_GOAL_. Recast the material below as a Markdown table with two columns, Row and Line. Give each non-blank line its own numbered row, in order.

_DATA TO PROCESS_.

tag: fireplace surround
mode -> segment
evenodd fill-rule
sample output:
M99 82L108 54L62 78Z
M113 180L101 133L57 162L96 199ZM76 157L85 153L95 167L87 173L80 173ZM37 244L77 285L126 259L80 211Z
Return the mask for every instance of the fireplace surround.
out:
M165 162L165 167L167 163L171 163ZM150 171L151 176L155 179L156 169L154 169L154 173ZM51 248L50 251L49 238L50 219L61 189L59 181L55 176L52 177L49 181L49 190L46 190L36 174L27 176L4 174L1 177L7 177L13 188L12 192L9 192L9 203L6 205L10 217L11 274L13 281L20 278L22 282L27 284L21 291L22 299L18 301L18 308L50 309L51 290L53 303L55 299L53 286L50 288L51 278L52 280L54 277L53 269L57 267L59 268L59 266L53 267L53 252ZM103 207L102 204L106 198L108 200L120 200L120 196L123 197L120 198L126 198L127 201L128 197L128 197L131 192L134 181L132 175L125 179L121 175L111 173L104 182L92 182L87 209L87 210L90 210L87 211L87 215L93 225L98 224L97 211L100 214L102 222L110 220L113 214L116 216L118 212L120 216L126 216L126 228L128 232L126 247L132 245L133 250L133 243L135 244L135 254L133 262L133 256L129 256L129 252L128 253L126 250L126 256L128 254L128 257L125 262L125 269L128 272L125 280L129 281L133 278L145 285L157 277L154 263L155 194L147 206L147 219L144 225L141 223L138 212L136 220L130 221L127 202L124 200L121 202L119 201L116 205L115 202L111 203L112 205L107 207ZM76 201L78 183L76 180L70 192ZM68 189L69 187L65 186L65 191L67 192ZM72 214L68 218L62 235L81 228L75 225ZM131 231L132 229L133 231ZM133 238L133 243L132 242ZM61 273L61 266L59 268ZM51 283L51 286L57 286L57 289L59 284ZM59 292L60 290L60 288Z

_THE OUTPUT_.
| Row | Line |
|---|---|
| 1 | tag: fireplace surround |
| 2 | mode -> segment |
| 3 | evenodd fill-rule |
| 4 | sample output: |
| 5 | M99 82L108 54L62 78Z |
| 6 | M113 180L101 133L57 162L96 199ZM76 157L85 153L95 167L87 173L80 173ZM37 244L77 285L126 259L80 211Z |
| 7 | Return the mask for every instance of the fireplace surround. |
| 8 | out: |
| 9 | M165 162L165 167L167 163L171 163ZM150 171L151 176L155 179L156 169L154 169L154 173ZM51 248L50 251L49 238L50 219L61 189L59 181L55 176L52 177L49 181L49 190L46 190L36 174L27 176L4 174L1 177L7 177L13 188L12 192L9 192L9 203L6 205L10 217L11 274L13 281L20 278L22 282L27 284L21 291L22 299L18 301L18 308L50 309L51 290L53 303L55 299L53 286L50 288L51 278L52 280L54 277L53 269L57 267L59 268L59 266L53 267L53 252ZM103 207L102 204L106 198L108 200L120 200L120 196L123 197L120 198L126 198L127 201L128 197L128 197L131 192L134 181L132 175L125 179L121 175L111 173L104 182L92 182L87 209L87 210L90 210L87 211L87 215L93 225L98 224L97 211L100 214L102 222L110 220L113 214L116 216L118 212L120 216L126 216L126 228L128 232L126 247L132 245L133 250L133 243L135 244L135 254L133 262L133 256L129 256L129 252L128 253L126 250L126 256L128 254L128 257L125 262L125 269L128 272L125 280L129 281L133 278L145 285L157 277L154 263L155 194L147 206L147 219L144 225L141 223L138 212L136 220L130 221L127 202L124 200L121 202L119 201L116 205L115 202L111 203L112 205L107 207ZM76 201L78 183L76 180L70 192ZM68 189L69 187L65 186L65 191L67 192ZM72 214L68 218L62 235L81 228L75 225ZM131 231L132 229L133 231ZM133 238L133 243L132 242ZM61 273L61 266L59 268ZM51 283L51 286L57 286L57 289L59 284ZM59 292L60 290L60 288Z |